§ **Exercise instructions**
Rewrite the entries starting at the line that contains "Place a dot on every instance of the pine" and continuing through the last entry, replacing "one line per instance" with "one line per occurrence" and leaving everything else unchanged.

§ **Task data**
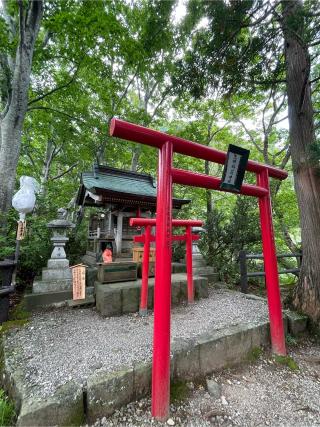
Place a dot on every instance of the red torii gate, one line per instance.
(167, 176)
(147, 237)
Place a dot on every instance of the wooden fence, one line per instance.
(244, 256)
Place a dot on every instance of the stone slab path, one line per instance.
(71, 344)
(261, 394)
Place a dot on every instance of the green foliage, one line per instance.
(291, 341)
(227, 234)
(7, 411)
(118, 58)
(286, 361)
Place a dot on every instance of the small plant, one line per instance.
(19, 312)
(254, 354)
(179, 390)
(287, 361)
(7, 412)
(290, 340)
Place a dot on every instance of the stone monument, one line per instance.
(57, 276)
(199, 265)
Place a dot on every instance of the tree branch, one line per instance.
(39, 98)
(65, 172)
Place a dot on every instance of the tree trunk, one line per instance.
(306, 173)
(12, 119)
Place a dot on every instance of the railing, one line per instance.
(244, 256)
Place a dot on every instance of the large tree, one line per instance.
(248, 45)
(15, 70)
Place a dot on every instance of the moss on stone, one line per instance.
(287, 361)
(7, 412)
(12, 324)
(254, 354)
(179, 390)
(76, 419)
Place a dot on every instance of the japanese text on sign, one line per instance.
(79, 281)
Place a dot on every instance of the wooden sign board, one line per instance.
(79, 281)
(21, 231)
(234, 168)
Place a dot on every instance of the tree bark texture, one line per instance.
(306, 173)
(12, 118)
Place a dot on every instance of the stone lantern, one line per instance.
(57, 276)
(59, 239)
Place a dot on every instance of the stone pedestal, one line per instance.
(57, 276)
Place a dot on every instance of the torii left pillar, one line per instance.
(162, 289)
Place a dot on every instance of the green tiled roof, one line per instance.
(121, 183)
(115, 184)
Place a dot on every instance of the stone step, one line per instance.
(56, 274)
(178, 267)
(88, 300)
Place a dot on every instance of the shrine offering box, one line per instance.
(137, 254)
(121, 271)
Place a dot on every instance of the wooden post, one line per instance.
(119, 233)
(243, 271)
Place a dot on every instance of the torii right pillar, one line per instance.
(271, 267)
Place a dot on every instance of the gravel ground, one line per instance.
(261, 394)
(64, 344)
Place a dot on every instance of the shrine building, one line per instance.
(117, 195)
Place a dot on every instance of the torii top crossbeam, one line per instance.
(154, 138)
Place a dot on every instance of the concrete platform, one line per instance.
(114, 299)
(73, 366)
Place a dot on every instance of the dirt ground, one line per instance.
(262, 393)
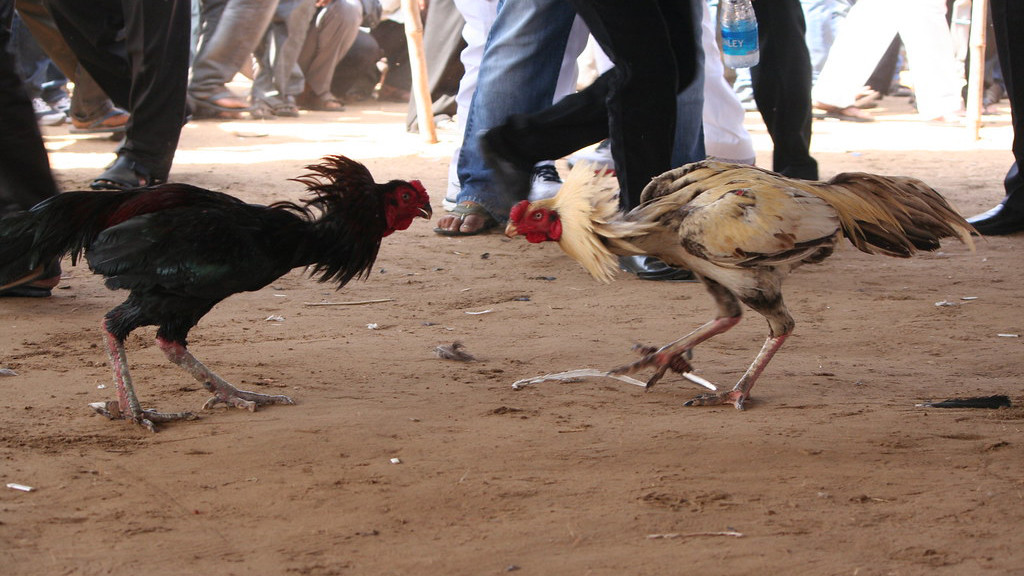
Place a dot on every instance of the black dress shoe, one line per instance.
(649, 268)
(998, 221)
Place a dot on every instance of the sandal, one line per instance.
(125, 173)
(116, 120)
(36, 284)
(848, 114)
(464, 209)
(321, 104)
(209, 108)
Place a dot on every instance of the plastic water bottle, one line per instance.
(738, 27)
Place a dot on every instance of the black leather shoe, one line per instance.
(998, 221)
(648, 268)
(512, 177)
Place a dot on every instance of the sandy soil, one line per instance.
(833, 469)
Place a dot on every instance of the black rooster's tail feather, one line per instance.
(62, 224)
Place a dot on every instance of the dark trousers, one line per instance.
(1008, 17)
(25, 168)
(782, 86)
(653, 46)
(137, 51)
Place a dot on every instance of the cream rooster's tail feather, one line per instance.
(894, 215)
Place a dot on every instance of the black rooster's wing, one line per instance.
(207, 253)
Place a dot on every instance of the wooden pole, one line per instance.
(976, 74)
(421, 87)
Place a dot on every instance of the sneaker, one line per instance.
(45, 115)
(544, 181)
(600, 156)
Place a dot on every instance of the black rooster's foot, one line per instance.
(145, 418)
(734, 397)
(245, 399)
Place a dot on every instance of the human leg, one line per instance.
(1008, 217)
(229, 31)
(331, 35)
(518, 71)
(782, 86)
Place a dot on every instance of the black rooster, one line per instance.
(180, 249)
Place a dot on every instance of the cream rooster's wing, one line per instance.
(757, 224)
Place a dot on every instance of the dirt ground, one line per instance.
(833, 468)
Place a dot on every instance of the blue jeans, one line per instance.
(653, 46)
(518, 72)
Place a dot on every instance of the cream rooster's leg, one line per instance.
(738, 395)
(127, 405)
(671, 355)
(222, 391)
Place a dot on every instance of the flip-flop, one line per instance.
(464, 209)
(116, 120)
(207, 108)
(125, 173)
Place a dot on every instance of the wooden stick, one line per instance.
(355, 303)
(421, 86)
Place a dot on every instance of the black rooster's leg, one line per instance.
(672, 355)
(127, 405)
(222, 391)
(738, 395)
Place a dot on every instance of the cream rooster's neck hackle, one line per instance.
(588, 207)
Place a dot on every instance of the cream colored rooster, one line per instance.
(740, 230)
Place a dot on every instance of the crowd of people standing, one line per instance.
(143, 69)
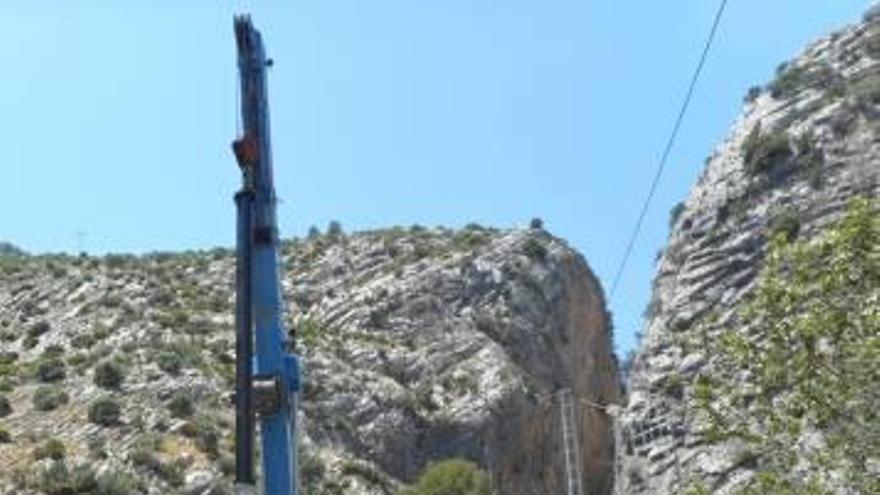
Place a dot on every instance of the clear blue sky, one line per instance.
(116, 117)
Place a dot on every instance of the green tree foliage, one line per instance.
(797, 379)
(764, 150)
(109, 374)
(450, 477)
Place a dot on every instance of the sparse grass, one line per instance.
(181, 405)
(51, 370)
(105, 412)
(202, 430)
(52, 448)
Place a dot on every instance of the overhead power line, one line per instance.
(669, 144)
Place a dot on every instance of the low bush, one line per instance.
(109, 374)
(49, 397)
(105, 412)
(39, 328)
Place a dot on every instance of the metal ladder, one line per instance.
(571, 447)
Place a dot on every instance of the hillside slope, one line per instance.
(419, 345)
(805, 146)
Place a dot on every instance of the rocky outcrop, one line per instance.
(419, 345)
(804, 146)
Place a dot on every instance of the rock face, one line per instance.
(804, 146)
(419, 345)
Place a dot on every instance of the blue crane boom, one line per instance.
(267, 376)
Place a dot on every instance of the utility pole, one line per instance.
(571, 451)
(267, 377)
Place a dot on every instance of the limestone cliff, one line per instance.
(804, 146)
(419, 345)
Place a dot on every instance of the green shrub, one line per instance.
(51, 370)
(762, 151)
(181, 405)
(808, 366)
(105, 412)
(109, 374)
(49, 397)
(451, 477)
(53, 350)
(794, 78)
(52, 449)
(169, 362)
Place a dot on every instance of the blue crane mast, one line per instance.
(266, 375)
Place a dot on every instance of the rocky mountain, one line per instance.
(805, 145)
(419, 345)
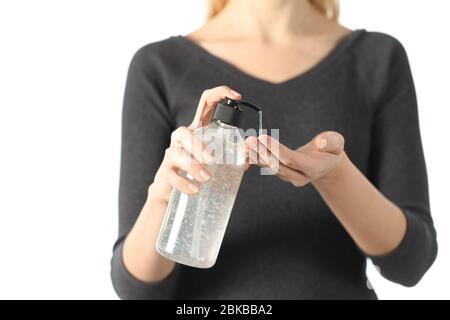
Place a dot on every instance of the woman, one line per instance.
(306, 232)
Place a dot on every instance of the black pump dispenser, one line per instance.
(232, 111)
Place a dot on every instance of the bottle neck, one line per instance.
(224, 125)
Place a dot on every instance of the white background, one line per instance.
(62, 73)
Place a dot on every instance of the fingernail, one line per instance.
(264, 139)
(193, 188)
(207, 156)
(205, 175)
(323, 143)
(253, 144)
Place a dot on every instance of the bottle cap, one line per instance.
(231, 111)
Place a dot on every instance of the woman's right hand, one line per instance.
(186, 153)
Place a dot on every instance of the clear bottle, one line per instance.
(194, 225)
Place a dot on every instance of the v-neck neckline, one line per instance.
(235, 71)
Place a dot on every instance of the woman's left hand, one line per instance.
(309, 163)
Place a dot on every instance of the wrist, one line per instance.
(158, 193)
(341, 171)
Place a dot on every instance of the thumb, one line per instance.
(332, 142)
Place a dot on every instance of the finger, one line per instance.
(183, 137)
(263, 156)
(252, 152)
(180, 183)
(286, 156)
(296, 178)
(331, 142)
(207, 103)
(178, 159)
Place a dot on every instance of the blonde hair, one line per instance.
(329, 8)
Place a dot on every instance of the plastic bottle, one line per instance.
(194, 225)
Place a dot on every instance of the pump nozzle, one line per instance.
(231, 111)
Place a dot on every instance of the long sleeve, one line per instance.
(398, 170)
(146, 128)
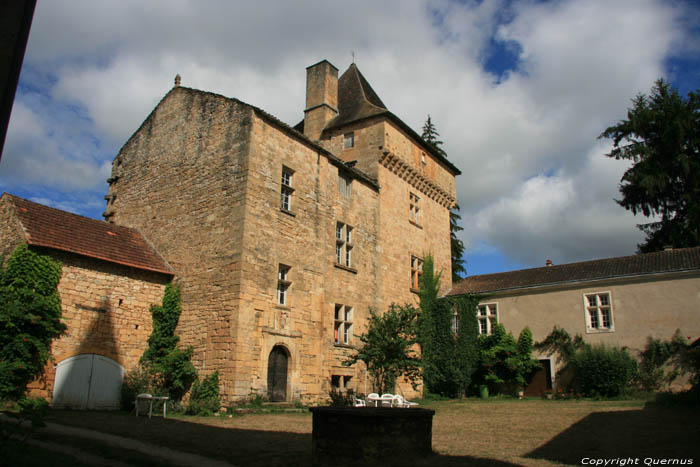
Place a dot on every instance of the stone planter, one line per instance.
(368, 433)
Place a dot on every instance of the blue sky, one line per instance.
(519, 91)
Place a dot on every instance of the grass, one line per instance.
(497, 432)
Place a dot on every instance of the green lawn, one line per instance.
(496, 432)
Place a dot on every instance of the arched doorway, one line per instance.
(88, 381)
(277, 365)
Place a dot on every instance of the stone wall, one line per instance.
(106, 310)
(181, 181)
(643, 306)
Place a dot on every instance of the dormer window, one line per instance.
(349, 140)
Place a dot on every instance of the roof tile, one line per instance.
(677, 260)
(52, 228)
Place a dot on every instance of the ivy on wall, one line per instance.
(171, 363)
(30, 318)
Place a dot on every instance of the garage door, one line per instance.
(88, 381)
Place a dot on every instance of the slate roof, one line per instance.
(677, 260)
(52, 228)
(358, 101)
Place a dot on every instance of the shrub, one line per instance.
(166, 362)
(140, 380)
(506, 365)
(204, 399)
(659, 362)
(30, 318)
(602, 371)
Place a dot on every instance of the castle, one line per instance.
(283, 238)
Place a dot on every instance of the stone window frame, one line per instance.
(344, 185)
(598, 312)
(344, 246)
(349, 140)
(340, 382)
(487, 317)
(416, 272)
(283, 285)
(342, 324)
(414, 209)
(286, 190)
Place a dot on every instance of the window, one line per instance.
(283, 284)
(598, 308)
(340, 382)
(349, 140)
(344, 186)
(414, 208)
(286, 190)
(342, 325)
(343, 245)
(487, 318)
(416, 272)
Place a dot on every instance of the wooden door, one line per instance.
(277, 374)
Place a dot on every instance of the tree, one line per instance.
(447, 334)
(30, 318)
(387, 350)
(661, 136)
(456, 246)
(430, 136)
(171, 364)
(506, 364)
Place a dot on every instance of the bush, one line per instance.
(30, 318)
(602, 371)
(204, 399)
(140, 380)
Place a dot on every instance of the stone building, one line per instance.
(613, 301)
(283, 238)
(110, 277)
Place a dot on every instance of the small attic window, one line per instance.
(349, 140)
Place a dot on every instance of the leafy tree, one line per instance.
(171, 365)
(449, 355)
(30, 318)
(456, 246)
(387, 347)
(506, 364)
(661, 136)
(430, 136)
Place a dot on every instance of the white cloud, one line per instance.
(534, 174)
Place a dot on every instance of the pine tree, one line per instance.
(430, 136)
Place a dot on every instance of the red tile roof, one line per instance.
(685, 259)
(52, 228)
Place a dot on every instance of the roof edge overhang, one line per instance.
(101, 258)
(582, 282)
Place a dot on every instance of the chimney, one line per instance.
(321, 97)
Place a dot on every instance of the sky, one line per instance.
(518, 90)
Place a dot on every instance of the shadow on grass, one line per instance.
(240, 447)
(656, 433)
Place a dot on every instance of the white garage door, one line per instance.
(88, 381)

§ **Full solution**
Place a dot on every instance of the pine tree, one line per occurrence.
(430, 136)
Place a dot on every instance of the red tile roof, one line per occurrence.
(685, 259)
(52, 228)
Place a dot on every instance of the roof edge overhang, one line per occurrence.
(101, 258)
(582, 282)
Place a dot on every instance of the chimney, one line per occurrence.
(321, 97)
Place a dot on every instance of the sky, one line per occurrence.
(518, 90)
Place a dot on every instance of the shadow on grass, one line per occurrence.
(240, 447)
(656, 433)
Place a dot on every instance of the white garage door, one line per occurrence.
(88, 381)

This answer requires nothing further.